[Start of section]
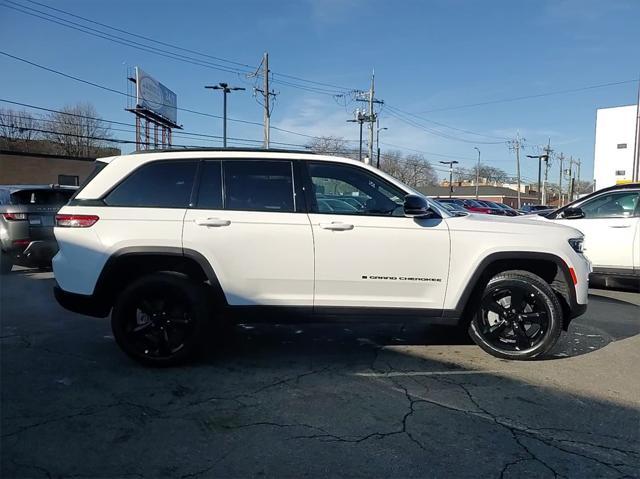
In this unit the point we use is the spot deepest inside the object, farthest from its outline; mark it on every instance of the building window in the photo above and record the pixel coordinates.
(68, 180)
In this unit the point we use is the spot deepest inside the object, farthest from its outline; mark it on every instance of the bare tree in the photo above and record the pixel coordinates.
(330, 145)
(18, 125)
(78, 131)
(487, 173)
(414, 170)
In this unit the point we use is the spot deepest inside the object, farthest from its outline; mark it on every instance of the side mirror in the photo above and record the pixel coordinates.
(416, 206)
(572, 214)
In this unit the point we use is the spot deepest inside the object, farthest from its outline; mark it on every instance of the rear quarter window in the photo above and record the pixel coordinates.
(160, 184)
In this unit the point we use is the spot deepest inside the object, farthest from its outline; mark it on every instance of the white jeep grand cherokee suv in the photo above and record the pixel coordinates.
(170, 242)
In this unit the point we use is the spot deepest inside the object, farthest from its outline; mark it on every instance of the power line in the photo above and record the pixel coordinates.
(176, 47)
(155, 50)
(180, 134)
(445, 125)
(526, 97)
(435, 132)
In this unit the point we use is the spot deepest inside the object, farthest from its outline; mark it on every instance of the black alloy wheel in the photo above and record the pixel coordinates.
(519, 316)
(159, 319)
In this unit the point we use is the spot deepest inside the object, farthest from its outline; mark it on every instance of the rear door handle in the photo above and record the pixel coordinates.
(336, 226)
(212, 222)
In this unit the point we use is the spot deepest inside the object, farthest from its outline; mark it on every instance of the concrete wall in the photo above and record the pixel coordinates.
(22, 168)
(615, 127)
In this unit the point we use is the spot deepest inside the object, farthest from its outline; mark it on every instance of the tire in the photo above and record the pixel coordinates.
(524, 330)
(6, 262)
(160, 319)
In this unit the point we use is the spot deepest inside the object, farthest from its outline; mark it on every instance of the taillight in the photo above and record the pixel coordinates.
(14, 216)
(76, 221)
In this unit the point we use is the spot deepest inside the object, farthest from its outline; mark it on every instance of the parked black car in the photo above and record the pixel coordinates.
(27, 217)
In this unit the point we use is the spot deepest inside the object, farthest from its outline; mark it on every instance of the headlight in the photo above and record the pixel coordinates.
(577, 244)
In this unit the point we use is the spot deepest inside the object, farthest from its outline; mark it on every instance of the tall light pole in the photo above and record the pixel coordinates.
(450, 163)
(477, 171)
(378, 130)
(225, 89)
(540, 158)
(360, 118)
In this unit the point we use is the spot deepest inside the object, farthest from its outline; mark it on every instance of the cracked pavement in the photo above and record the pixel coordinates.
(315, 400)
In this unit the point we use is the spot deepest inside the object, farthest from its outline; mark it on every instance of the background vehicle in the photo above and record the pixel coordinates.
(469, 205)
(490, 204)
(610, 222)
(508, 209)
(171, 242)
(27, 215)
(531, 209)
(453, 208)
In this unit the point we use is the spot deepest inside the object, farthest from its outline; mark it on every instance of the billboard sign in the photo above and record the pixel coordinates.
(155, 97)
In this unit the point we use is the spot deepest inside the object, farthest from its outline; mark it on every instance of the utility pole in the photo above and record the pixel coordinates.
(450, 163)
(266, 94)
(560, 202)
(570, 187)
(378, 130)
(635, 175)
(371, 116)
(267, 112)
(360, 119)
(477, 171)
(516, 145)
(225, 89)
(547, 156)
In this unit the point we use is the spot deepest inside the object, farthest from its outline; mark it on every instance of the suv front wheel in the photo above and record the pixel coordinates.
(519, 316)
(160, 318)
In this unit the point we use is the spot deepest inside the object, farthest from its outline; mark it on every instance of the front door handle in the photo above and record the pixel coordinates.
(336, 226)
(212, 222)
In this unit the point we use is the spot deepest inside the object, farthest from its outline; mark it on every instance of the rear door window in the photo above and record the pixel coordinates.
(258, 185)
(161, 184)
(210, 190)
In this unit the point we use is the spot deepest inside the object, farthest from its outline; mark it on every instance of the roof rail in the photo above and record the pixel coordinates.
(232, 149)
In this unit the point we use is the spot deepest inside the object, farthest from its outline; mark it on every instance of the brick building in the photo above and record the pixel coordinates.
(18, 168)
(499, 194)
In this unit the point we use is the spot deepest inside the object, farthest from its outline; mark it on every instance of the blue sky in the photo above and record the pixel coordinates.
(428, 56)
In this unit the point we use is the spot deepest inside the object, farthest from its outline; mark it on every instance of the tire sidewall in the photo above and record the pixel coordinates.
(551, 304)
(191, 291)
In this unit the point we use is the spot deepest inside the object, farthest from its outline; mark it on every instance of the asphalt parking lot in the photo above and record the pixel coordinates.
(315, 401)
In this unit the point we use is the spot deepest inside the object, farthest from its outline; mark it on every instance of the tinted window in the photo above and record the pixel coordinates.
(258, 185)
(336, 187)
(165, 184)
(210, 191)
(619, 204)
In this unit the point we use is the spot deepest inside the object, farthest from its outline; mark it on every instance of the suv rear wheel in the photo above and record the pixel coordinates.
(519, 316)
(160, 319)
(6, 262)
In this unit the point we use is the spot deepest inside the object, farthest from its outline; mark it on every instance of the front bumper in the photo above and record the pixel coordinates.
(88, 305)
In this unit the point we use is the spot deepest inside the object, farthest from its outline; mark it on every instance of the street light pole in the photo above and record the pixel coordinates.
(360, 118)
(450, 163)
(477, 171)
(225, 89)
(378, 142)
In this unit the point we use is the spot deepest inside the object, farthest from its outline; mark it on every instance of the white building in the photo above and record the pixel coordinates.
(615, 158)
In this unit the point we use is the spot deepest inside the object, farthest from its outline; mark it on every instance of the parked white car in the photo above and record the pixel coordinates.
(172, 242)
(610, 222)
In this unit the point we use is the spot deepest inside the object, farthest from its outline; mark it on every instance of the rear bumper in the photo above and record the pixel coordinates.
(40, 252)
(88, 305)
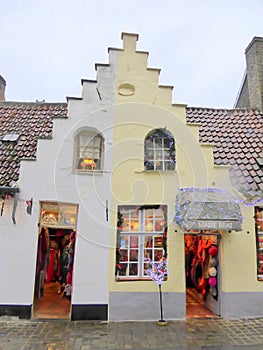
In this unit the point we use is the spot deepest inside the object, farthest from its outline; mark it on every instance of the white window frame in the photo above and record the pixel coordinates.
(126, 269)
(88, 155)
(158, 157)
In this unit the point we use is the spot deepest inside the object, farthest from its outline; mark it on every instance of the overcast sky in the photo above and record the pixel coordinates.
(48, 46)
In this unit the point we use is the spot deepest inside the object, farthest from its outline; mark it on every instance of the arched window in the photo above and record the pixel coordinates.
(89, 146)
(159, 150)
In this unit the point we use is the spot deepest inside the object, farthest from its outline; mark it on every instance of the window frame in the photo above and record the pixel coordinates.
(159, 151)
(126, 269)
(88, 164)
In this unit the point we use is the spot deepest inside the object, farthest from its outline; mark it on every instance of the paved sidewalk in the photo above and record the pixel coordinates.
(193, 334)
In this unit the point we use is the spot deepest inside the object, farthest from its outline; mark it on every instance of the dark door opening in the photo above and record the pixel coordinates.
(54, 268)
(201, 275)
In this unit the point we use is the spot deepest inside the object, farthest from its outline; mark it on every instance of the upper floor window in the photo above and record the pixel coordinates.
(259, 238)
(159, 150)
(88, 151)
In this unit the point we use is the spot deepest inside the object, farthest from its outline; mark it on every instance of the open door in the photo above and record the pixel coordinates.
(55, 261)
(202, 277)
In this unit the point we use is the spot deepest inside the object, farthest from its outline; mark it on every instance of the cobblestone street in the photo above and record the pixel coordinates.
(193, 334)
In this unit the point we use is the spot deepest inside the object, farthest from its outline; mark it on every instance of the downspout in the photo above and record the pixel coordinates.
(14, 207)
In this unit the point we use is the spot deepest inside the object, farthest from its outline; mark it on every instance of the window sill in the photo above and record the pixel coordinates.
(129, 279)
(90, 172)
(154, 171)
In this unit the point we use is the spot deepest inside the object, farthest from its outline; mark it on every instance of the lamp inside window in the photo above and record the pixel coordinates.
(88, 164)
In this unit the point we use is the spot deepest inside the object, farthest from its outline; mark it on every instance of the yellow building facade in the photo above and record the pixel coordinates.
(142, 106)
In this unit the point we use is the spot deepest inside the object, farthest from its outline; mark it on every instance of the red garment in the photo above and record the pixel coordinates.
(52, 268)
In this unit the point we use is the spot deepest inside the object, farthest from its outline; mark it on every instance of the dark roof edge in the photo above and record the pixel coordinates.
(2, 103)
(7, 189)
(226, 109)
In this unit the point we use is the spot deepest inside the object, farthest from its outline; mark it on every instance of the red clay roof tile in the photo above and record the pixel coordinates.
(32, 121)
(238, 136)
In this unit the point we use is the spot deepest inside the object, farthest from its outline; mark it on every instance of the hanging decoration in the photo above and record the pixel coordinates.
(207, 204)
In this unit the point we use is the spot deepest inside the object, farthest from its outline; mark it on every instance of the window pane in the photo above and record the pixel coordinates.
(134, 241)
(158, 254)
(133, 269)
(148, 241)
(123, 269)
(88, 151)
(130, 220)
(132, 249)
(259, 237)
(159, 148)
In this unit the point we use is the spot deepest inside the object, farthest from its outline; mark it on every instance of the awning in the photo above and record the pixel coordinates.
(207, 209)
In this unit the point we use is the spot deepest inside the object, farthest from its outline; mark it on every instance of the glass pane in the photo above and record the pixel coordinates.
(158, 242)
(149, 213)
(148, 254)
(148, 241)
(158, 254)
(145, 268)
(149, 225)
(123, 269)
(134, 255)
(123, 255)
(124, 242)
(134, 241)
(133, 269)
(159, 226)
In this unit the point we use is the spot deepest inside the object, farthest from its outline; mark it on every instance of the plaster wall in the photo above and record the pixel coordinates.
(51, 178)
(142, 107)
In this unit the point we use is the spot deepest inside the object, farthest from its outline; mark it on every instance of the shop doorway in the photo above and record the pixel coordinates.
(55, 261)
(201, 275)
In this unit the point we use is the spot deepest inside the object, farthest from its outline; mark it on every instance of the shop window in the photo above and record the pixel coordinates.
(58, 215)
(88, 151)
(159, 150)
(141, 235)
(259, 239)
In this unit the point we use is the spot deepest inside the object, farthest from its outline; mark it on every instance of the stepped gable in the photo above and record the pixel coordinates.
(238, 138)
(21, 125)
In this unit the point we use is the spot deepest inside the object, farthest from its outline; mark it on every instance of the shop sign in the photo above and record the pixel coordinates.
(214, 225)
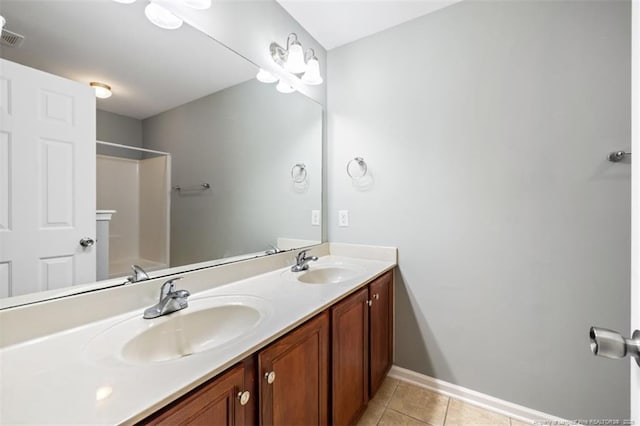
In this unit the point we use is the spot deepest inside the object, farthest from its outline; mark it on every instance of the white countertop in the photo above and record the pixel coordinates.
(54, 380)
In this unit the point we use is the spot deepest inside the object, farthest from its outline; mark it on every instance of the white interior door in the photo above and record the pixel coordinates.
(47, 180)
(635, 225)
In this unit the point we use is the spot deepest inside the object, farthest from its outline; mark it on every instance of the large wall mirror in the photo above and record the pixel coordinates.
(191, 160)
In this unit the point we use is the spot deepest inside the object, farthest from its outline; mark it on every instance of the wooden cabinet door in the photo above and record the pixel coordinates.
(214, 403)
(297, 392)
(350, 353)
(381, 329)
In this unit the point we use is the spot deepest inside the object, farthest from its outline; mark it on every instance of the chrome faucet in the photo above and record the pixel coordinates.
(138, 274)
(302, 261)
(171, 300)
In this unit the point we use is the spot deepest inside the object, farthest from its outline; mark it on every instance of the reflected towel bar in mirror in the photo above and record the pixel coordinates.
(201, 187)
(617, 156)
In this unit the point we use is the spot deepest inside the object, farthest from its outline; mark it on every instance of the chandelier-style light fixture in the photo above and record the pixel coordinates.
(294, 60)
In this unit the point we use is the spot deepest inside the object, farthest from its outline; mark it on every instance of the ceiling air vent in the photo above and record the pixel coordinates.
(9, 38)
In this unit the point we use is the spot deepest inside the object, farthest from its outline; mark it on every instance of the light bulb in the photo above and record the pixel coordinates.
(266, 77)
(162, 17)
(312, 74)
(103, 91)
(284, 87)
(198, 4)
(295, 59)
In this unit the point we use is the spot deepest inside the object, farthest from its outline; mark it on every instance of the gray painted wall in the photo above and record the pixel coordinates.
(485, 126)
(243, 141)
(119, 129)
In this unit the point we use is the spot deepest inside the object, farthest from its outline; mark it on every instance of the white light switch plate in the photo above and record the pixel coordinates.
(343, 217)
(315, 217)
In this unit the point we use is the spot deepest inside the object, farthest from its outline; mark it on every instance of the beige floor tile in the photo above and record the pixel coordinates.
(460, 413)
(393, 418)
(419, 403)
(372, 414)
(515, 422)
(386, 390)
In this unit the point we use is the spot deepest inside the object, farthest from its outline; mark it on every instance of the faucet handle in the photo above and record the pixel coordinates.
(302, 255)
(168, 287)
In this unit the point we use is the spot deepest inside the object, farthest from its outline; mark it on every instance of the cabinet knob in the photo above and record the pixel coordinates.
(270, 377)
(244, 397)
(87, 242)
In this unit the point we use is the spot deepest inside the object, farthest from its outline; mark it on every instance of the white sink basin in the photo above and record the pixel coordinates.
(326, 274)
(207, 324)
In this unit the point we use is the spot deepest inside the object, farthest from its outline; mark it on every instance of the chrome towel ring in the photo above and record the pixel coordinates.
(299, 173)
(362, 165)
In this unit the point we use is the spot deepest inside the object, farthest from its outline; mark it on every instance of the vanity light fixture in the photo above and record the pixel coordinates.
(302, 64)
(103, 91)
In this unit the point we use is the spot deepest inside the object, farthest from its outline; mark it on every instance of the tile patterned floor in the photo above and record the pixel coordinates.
[End of section]
• Exercise instructions: All lines from the one that contains "the white sink" to the end of the records above are to be copied exactly; leave out the rest.

• Response to this exercise:
In this unit the point we use is the spot deepest inside the object, farthest from its outline; mark it on every instance of the white sink basin in the photo above and record the pixel coordinates.
(326, 274)
(207, 324)
In this unit the point we use is the spot deepest inside the object, farthest from its outline; mark it on every instance of the chrome towel ring in the photo above and record the pixel coordinates.
(299, 173)
(362, 165)
In this unit the point we use is the spot deepest inside the object, farthest from its outline; mark it on every instance of the vanity light fixture in the photo above and record the pixel coordinates.
(302, 64)
(103, 91)
In this unit the point we use is the spot deepest inside the object, farthest from its outline; mark it on every instance of the tile patterned floor in the photo above and record the pixel coordinates.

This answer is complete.